__Problem statement__
List every term that the agreement excerpt defines by placing it in quotation marks within parentheses.

__Document text__
WHEREAS, pursuant to the Indenture, the Issuer and the Eligible Lender Trustee are assigning their respective interests in the Financed Student Loans and other collateral (the "Collateral") to the Indenture Trustee; and
WHEREAS, the Issuer, the Eligible Lender Trustee and the Delaware Trustee desire to have the Administrator perform certain of the duties of the Issuer and the Delaware Trustee referred to in the Indenture, the Trust Agreement, the Servicing Agreements, the Student Loan Purchase Agreements, the Auction Agent Agreement, the Custodian Agreement, the Derivative Product Agreements, the Joint Sharing Agreement, the Assignment and Novation Agreement and the Eligible Lender Trust Agreement (collectively, the "Basic Documents") and any other documents signed by the Delaware Trustee or the Eligible Lender Trustee on behalf of the Issuer (collectively, with the Basic Documents, the "Trust Related Agreements") and to provide such additional services consistent with the terms of this Agreement and the Trust Related Agreements as the Issuer and the Delaware Trustee may from time to time request; and
WHEREAS, the Administrator has the capacity to provide the services required hereby and is willing to perform such services for the Issuer and the Delaware Trustee on the terms set forth herein;
NOW, THEREFORE, in consideration of the mutual covenants contained herein, and other good and valuable consideration, the receipt and adequacy of which are hereby acknowledged, the parties agree as follows:
Capitalized terms used and not otherwise defined herein shall have the meanings assigned to such terms in the Basic Documents.
1. Duties of the Administrator.
(a) Duties with Respect to the Trust Related Agreements.

__Given data__
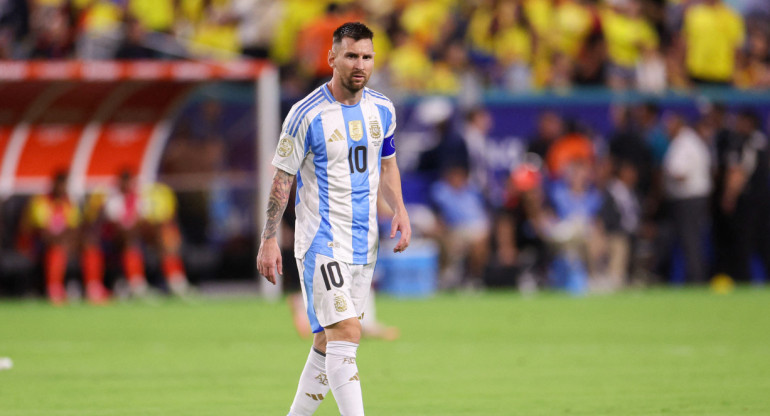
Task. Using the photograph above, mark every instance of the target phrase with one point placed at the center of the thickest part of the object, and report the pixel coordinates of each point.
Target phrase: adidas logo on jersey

__Solution to this exercise__
Collateral; Basic Documents; Trust Related Agreements